*** GIVEN DATA ***

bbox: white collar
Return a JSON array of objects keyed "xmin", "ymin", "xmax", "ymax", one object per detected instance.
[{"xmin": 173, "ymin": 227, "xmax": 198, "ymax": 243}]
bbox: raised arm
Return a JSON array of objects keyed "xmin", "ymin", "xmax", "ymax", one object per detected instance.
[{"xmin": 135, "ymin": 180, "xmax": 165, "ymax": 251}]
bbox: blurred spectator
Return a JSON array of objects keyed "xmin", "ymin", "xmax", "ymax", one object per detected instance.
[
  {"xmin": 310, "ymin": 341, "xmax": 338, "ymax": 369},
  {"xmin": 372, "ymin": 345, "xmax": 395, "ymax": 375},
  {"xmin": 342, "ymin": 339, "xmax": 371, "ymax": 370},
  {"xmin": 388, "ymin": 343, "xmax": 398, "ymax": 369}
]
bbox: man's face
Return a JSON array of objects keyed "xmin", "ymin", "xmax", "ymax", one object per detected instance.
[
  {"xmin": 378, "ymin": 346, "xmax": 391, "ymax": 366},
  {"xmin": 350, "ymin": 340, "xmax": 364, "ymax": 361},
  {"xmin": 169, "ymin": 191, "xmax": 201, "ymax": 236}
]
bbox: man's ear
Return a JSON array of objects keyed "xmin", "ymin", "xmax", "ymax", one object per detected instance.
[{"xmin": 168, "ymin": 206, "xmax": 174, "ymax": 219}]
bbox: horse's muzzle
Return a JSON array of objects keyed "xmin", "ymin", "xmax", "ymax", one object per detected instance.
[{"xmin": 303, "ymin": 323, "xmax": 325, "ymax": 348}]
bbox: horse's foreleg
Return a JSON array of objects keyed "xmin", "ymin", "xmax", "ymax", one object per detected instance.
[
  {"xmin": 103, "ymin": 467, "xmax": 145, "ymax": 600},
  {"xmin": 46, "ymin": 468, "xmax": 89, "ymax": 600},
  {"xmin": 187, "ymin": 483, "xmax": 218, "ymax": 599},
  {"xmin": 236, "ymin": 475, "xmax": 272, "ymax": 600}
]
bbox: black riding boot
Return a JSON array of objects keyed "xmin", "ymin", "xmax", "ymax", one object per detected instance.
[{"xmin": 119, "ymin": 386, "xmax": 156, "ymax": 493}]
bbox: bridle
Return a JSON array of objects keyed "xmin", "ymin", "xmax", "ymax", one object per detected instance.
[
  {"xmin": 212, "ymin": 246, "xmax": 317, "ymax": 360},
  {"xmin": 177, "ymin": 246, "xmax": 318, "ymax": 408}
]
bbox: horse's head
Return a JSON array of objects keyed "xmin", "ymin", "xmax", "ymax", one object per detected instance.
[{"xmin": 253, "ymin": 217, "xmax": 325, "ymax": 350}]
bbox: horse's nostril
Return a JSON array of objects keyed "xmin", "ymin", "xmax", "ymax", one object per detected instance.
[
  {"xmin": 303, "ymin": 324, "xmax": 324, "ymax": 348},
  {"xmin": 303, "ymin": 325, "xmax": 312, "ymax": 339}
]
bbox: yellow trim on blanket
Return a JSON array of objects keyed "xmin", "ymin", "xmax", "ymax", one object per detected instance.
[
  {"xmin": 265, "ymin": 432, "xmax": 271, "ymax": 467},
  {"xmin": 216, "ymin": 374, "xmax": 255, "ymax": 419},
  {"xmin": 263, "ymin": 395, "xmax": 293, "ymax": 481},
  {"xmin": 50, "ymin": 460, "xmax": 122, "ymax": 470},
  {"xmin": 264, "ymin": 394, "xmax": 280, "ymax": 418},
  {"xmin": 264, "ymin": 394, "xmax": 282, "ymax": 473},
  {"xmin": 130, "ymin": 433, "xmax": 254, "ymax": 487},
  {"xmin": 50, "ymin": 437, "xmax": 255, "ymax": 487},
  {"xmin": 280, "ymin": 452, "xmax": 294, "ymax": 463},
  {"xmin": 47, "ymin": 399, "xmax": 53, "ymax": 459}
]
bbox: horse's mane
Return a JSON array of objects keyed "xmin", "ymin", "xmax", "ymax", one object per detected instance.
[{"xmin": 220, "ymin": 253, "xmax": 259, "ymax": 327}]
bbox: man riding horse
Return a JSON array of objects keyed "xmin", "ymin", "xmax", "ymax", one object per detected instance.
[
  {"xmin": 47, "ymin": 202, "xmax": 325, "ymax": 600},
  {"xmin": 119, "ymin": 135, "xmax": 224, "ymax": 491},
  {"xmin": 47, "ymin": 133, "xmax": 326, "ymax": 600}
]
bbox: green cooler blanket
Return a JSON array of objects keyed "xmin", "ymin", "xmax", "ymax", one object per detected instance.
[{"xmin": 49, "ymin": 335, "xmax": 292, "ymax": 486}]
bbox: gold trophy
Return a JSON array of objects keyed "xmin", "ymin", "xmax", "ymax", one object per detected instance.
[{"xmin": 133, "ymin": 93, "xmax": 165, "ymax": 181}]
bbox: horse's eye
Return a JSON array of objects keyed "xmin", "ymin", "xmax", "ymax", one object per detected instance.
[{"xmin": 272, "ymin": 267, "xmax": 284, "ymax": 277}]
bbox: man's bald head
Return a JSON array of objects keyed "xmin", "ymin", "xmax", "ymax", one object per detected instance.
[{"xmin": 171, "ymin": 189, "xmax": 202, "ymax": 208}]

*** End of GIVEN DATA ***

* [THE PROBLEM]
The records above must be output exactly, in full.

* [WRITTEN SOLUTION]
bbox: white collar
Return a JSON array of objects keyed "xmin", "ymin", "xmax", "ymax", one object per detected instance.
[{"xmin": 173, "ymin": 227, "xmax": 198, "ymax": 243}]
bbox: raised arm
Return a JSON array of objects keyed "xmin", "ymin", "xmax", "ymax", one object per detected instance.
[{"xmin": 135, "ymin": 180, "xmax": 165, "ymax": 251}]
bbox: blurred spectator
Return a JSON array of objects keyed "xmin", "ymin", "xmax", "ymax", one object per detected instance.
[
  {"xmin": 310, "ymin": 341, "xmax": 338, "ymax": 369},
  {"xmin": 372, "ymin": 345, "xmax": 395, "ymax": 375},
  {"xmin": 342, "ymin": 339, "xmax": 371, "ymax": 370},
  {"xmin": 388, "ymin": 343, "xmax": 398, "ymax": 369}
]
bbox: man's face
Return a JSON array of objects keyed "xmin", "ymin", "xmax", "ymax", one object per detected instance.
[
  {"xmin": 378, "ymin": 346, "xmax": 391, "ymax": 366},
  {"xmin": 350, "ymin": 340, "xmax": 364, "ymax": 361},
  {"xmin": 169, "ymin": 191, "xmax": 201, "ymax": 236}
]
bbox: man's ear
Return a JSON array of objects keyed "xmin", "ymin", "xmax", "ymax", one object per detected instance.
[{"xmin": 168, "ymin": 206, "xmax": 174, "ymax": 219}]
bbox: horse's muzzle
Return a JSON array of objects keyed "xmin", "ymin", "xmax", "ymax", one object per detected instance.
[{"xmin": 303, "ymin": 323, "xmax": 325, "ymax": 348}]
bbox: horse's foreleg
Return a JSON array of objects keyed "xmin", "ymin", "xmax", "ymax", one object per detected instance.
[
  {"xmin": 103, "ymin": 467, "xmax": 145, "ymax": 600},
  {"xmin": 46, "ymin": 468, "xmax": 89, "ymax": 600},
  {"xmin": 187, "ymin": 483, "xmax": 218, "ymax": 599},
  {"xmin": 236, "ymin": 475, "xmax": 272, "ymax": 600}
]
bbox: black riding boot
Return a JSON array of objects keyed "xmin", "ymin", "xmax", "ymax", one object per detected instance.
[{"xmin": 119, "ymin": 386, "xmax": 156, "ymax": 493}]
bbox: bridle
Return a JSON array of objects keyed "xmin", "ymin", "xmax", "ymax", one object per detected instance.
[
  {"xmin": 212, "ymin": 246, "xmax": 317, "ymax": 360},
  {"xmin": 177, "ymin": 246, "xmax": 318, "ymax": 408}
]
bbox: horse's head
Return a JSON array of objects keyed "xmin", "ymin", "xmax", "ymax", one object per detected instance.
[{"xmin": 253, "ymin": 217, "xmax": 325, "ymax": 350}]
bbox: horse's nostril
Return a JSON array of objects keyed "xmin", "ymin", "xmax", "ymax", one object per detected instance.
[
  {"xmin": 303, "ymin": 324, "xmax": 324, "ymax": 348},
  {"xmin": 303, "ymin": 325, "xmax": 312, "ymax": 339}
]
bbox: yellow trim on blanket
Return a JSON array of objects keyed "xmin", "ymin", "xmax", "ymax", one object per detected instance.
[
  {"xmin": 265, "ymin": 432, "xmax": 271, "ymax": 467},
  {"xmin": 216, "ymin": 374, "xmax": 255, "ymax": 419},
  {"xmin": 263, "ymin": 395, "xmax": 293, "ymax": 481},
  {"xmin": 50, "ymin": 460, "xmax": 122, "ymax": 470},
  {"xmin": 264, "ymin": 394, "xmax": 280, "ymax": 418},
  {"xmin": 264, "ymin": 394, "xmax": 282, "ymax": 473},
  {"xmin": 130, "ymin": 433, "xmax": 254, "ymax": 487},
  {"xmin": 50, "ymin": 437, "xmax": 255, "ymax": 487},
  {"xmin": 280, "ymin": 452, "xmax": 294, "ymax": 463},
  {"xmin": 47, "ymin": 399, "xmax": 53, "ymax": 459}
]
bbox: horse's mane
Return a JSON array of objects keyed "xmin", "ymin", "xmax", "ymax", one object per detected instance.
[{"xmin": 220, "ymin": 253, "xmax": 259, "ymax": 327}]
bbox: man riding horse
Return a JSON array of objects keyed "xmin", "ymin", "xmax", "ymax", one object per detected instance.
[
  {"xmin": 47, "ymin": 202, "xmax": 325, "ymax": 600},
  {"xmin": 119, "ymin": 135, "xmax": 224, "ymax": 491},
  {"xmin": 47, "ymin": 133, "xmax": 326, "ymax": 600}
]
bbox: green cooler blanket
Return a JSON array of objects keyed "xmin", "ymin", "xmax", "ymax", one object per detected instance.
[{"xmin": 49, "ymin": 335, "xmax": 292, "ymax": 486}]
bbox: gold trophy
Return a JSON array of objects keyed "xmin", "ymin", "xmax", "ymax", one object per detected instance.
[{"xmin": 133, "ymin": 93, "xmax": 165, "ymax": 181}]
bbox: horse's eye
Return a JSON array of objects keyed "xmin", "ymin", "xmax", "ymax", one object per detected instance.
[{"xmin": 272, "ymin": 267, "xmax": 284, "ymax": 277}]
bbox: man's bald head
Return a JSON array of objects keyed "xmin", "ymin", "xmax", "ymax", one object per detected instance.
[{"xmin": 171, "ymin": 189, "xmax": 202, "ymax": 208}]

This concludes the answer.